**Entries from a pointing dataset:**
● ● ● ●

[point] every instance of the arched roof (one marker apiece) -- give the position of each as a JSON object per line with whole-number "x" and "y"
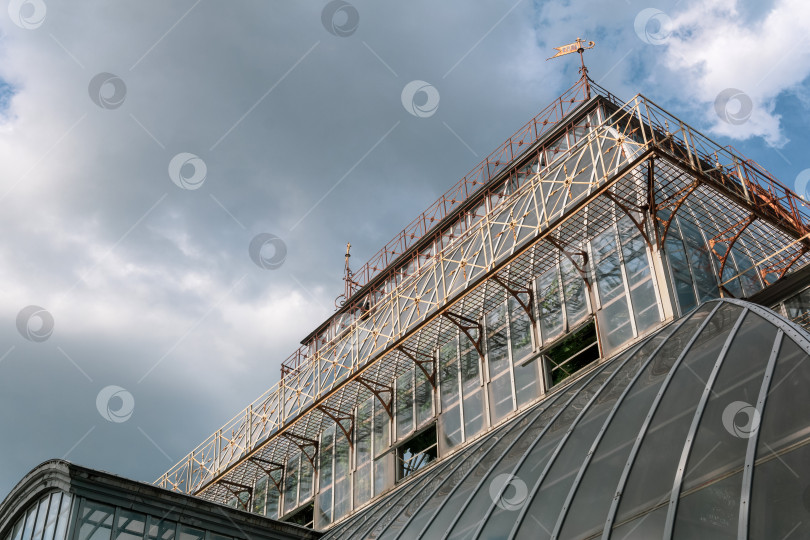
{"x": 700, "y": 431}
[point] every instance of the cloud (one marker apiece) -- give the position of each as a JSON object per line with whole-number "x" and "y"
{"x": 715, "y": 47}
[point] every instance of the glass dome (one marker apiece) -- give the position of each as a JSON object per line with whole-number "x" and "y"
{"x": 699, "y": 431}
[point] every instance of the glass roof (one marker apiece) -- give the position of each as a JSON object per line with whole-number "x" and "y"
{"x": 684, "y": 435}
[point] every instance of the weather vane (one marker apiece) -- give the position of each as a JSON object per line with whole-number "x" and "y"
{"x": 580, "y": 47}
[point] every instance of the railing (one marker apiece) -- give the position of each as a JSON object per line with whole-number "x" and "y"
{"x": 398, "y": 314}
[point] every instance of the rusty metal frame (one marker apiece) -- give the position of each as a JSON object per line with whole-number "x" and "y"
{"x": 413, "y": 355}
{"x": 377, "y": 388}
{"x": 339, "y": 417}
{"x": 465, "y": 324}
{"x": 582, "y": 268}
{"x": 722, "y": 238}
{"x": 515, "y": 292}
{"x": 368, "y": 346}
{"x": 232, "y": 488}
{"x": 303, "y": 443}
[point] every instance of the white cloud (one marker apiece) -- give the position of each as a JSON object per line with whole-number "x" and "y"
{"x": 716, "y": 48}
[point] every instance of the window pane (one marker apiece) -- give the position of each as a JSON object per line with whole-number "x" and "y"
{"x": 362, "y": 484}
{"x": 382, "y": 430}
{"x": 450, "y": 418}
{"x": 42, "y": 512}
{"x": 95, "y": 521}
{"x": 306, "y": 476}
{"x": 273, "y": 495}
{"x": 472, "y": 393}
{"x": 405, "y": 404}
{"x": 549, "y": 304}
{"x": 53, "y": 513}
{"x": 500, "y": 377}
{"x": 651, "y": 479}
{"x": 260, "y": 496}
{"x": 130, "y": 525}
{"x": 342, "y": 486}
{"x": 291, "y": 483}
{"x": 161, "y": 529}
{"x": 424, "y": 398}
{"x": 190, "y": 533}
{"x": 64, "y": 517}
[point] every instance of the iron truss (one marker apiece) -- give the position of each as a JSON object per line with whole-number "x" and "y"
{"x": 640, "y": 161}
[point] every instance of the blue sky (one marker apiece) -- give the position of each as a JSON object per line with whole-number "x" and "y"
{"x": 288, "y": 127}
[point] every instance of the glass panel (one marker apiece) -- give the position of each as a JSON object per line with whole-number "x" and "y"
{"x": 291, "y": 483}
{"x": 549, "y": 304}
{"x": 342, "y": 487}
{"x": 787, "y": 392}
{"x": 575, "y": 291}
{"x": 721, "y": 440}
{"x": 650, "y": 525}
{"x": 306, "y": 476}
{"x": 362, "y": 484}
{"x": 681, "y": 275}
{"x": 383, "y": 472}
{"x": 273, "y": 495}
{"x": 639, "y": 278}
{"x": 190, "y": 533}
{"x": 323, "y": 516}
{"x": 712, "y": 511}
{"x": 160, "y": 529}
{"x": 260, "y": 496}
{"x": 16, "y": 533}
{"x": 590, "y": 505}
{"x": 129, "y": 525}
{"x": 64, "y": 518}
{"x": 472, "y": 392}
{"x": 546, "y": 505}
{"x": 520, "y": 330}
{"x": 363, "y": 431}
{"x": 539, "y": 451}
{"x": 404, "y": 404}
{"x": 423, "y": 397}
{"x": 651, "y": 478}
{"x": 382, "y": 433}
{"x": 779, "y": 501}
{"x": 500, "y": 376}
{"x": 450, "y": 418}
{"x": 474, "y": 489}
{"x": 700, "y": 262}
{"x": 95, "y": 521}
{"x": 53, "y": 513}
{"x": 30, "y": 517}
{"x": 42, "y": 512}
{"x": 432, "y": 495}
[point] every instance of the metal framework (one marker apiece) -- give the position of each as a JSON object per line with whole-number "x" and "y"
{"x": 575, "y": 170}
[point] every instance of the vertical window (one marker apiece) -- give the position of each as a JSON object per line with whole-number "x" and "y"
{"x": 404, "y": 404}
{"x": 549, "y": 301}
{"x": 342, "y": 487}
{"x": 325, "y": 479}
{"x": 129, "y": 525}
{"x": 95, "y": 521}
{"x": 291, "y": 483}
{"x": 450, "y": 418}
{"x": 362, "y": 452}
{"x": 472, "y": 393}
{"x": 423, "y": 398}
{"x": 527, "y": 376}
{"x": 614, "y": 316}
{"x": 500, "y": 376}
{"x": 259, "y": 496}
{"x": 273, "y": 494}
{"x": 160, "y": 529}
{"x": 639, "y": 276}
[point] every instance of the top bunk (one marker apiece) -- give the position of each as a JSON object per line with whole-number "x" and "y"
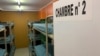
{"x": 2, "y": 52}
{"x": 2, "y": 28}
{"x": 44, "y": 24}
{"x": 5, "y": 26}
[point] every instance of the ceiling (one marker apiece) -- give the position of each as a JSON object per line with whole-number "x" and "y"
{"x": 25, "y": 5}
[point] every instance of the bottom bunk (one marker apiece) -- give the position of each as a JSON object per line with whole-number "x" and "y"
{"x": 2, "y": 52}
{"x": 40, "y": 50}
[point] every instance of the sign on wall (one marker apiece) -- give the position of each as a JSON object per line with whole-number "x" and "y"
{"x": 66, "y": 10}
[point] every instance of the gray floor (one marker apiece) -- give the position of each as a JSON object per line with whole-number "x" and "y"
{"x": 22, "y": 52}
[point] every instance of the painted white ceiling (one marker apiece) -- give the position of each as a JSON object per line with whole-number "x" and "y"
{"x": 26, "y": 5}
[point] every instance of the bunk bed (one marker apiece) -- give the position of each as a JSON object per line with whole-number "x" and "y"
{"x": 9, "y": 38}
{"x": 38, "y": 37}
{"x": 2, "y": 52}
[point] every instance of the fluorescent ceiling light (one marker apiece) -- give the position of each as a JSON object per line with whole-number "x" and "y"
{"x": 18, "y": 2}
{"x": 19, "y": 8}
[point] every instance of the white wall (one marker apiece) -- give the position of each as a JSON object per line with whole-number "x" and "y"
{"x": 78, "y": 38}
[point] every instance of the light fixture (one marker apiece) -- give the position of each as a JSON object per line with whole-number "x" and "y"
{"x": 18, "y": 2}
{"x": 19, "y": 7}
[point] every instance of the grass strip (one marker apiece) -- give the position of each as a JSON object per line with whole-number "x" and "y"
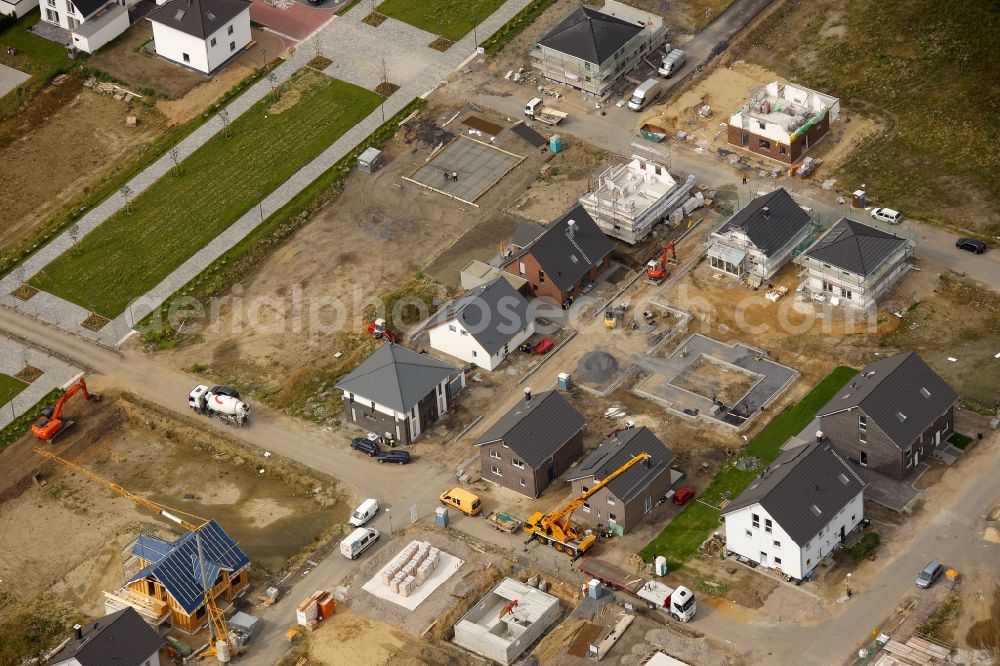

● ● ● ●

**What is expected:** Go through the entries above and print each one exactly, minus the pictures.

**The output:**
[point] every instance of the arched roof (one marker apiece) -- give the position of each as a JSON object per line with whole-number "x" and "y"
{"x": 700, "y": 431}
[point] every instance of the cloud (one marker apiece) -- give the position of each as a JSON object per line with whole-number "x" and "y"
{"x": 715, "y": 47}
[point] every instance of the glass dome (one marker apiece) -- give the position of each as a JSON object per line with whole-number "x" and "y"
{"x": 699, "y": 431}
[point] every instance of the glass roof (one marker apiece) -- give the position of each as a JSON object per line with whole-number "x" and "y"
{"x": 684, "y": 435}
[point] every instance of the weather vane (one marker apiece) -- give the position of each as a JSON object per line with whole-number "x" and "y"
{"x": 580, "y": 47}
[point] every instance of the railing (one marker apiece) -- give the position of each as a JSON object per line with whole-number "x" and "y"
{"x": 398, "y": 314}
[point] every instance of the rusty metal frame (one marker apiece) -- give the position of each as a JSON object per line with whole-number "x" and "y"
{"x": 413, "y": 355}
{"x": 377, "y": 388}
{"x": 339, "y": 417}
{"x": 465, "y": 324}
{"x": 582, "y": 268}
{"x": 722, "y": 238}
{"x": 515, "y": 292}
{"x": 368, "y": 346}
{"x": 232, "y": 488}
{"x": 303, "y": 443}
[point] every instance of the white cloud (one marker apiece) -- give the position of each as a JSON object per line with whole-number "x" and "y"
{"x": 716, "y": 48}
[point] every instance of the window pane (one marker apiece) -- give the position of each as a JSON object per line with whole-number "x" and "y"
{"x": 362, "y": 484}
{"x": 382, "y": 430}
{"x": 450, "y": 418}
{"x": 42, "y": 512}
{"x": 95, "y": 521}
{"x": 306, "y": 476}
{"x": 273, "y": 495}
{"x": 472, "y": 393}
{"x": 405, "y": 404}
{"x": 549, "y": 304}
{"x": 53, "y": 513}
{"x": 500, "y": 377}
{"x": 651, "y": 479}
{"x": 260, "y": 496}
{"x": 130, "y": 525}
{"x": 342, "y": 486}
{"x": 291, "y": 483}
{"x": 161, "y": 529}
{"x": 424, "y": 398}
{"x": 190, "y": 533}
{"x": 64, "y": 517}
[point] every instance of the iron truss (one marker apiece) -- give the position of each as a JSON object per line with whole-number "x" and "y"
{"x": 640, "y": 161}
[point] every instance of the blue sky (one marker apiece) -- give the position of each as a JSON object per line with whole-number "x" and "y"
{"x": 288, "y": 127}
[point] every instance of the glass panel (one marker apiece) -- give the position of each as a JSON object per line with whole-number "x" and "y"
{"x": 291, "y": 483}
{"x": 549, "y": 304}
{"x": 342, "y": 487}
{"x": 787, "y": 392}
{"x": 575, "y": 291}
{"x": 721, "y": 440}
{"x": 650, "y": 525}
{"x": 306, "y": 476}
{"x": 362, "y": 484}
{"x": 681, "y": 275}
{"x": 383, "y": 472}
{"x": 273, "y": 495}
{"x": 639, "y": 278}
{"x": 190, "y": 533}
{"x": 323, "y": 516}
{"x": 712, "y": 511}
{"x": 160, "y": 529}
{"x": 260, "y": 496}
{"x": 16, "y": 533}
{"x": 590, "y": 505}
{"x": 129, "y": 525}
{"x": 64, "y": 518}
{"x": 472, "y": 392}
{"x": 546, "y": 505}
{"x": 520, "y": 330}
{"x": 363, "y": 431}
{"x": 539, "y": 451}
{"x": 404, "y": 404}
{"x": 423, "y": 397}
{"x": 651, "y": 478}
{"x": 382, "y": 433}
{"x": 779, "y": 501}
{"x": 500, "y": 376}
{"x": 450, "y": 418}
{"x": 474, "y": 489}
{"x": 700, "y": 262}
{"x": 95, "y": 521}
{"x": 53, "y": 513}
{"x": 30, "y": 517}
{"x": 42, "y": 512}
{"x": 432, "y": 495}
[point] every instance of the metal framework (one marker apiece) -- give the position of each as a JSON object per line with whole-number "x" and "y"
{"x": 575, "y": 170}
[point] every instance of the vertical window (one marker apiece) -- give the position of each as a JSON object per line with whole-number "x" and "y"
{"x": 404, "y": 404}
{"x": 549, "y": 301}
{"x": 342, "y": 487}
{"x": 325, "y": 479}
{"x": 129, "y": 525}
{"x": 95, "y": 521}
{"x": 291, "y": 483}
{"x": 450, "y": 418}
{"x": 362, "y": 452}
{"x": 472, "y": 393}
{"x": 423, "y": 398}
{"x": 527, "y": 376}
{"x": 614, "y": 316}
{"x": 500, "y": 376}
{"x": 259, "y": 496}
{"x": 273, "y": 494}
{"x": 160, "y": 529}
{"x": 639, "y": 276}
[point] every instance of the top bunk (one marker apiece) -- give the position of each as a JSON object per line with whole-number "x" and "y"
{"x": 2, "y": 52}
{"x": 2, "y": 28}
{"x": 44, "y": 24}
{"x": 5, "y": 26}
[point] every instance of the ceiling (one marker apiece) -- give the position of each as a JSON object per line with whole-number "x" and "y"
{"x": 25, "y": 5}
[point] every instance of the bottom bunk (one marker apiece) -- give the position of each as a JSON object per line with whole-number "x" and "y"
{"x": 2, "y": 52}
{"x": 40, "y": 50}
[point] every instance of the sign on wall (one marker apiece) -- give the position of each as a JSON object per line with whole-number "x" and "y"
{"x": 66, "y": 10}
[point] every instance of the gray floor (one marker apiece) -- give the position of each as a JSON object per line with whole-number "x" and "y"
{"x": 22, "y": 52}
[point] every instance of the painted white ceiling (one marker apiece) -- give the position of each as a JSON object per line with whole-number "x" and "y"
{"x": 26, "y": 5}
[point] every instance of the bunk bed (one marker apiece) -- give the position of each as a JSON object per line with whole-number "x" and "y"
{"x": 9, "y": 38}
{"x": 38, "y": 37}
{"x": 2, "y": 52}
[point] every instance of the fluorescent ceiling light (one marker apiece) -- give the position of each as a JSON object per line with whole-number "x" and "y"
{"x": 18, "y": 2}
{"x": 19, "y": 8}
[point] every instance of the white wall (one marker apiece) -- give the position of each as a JSON object per line with whole-number "x" and "y"
{"x": 78, "y": 38}
[point] every instance of the light fixture (one marker apiece) -- give the position of each as a JSON object per line with whole-number "x" and "y"
{"x": 18, "y": 2}
{"x": 19, "y": 7}
[point] every instance of the grass strip (one marker apiece) -- give the position of each as a JSON object per line with whole-number "x" and "y"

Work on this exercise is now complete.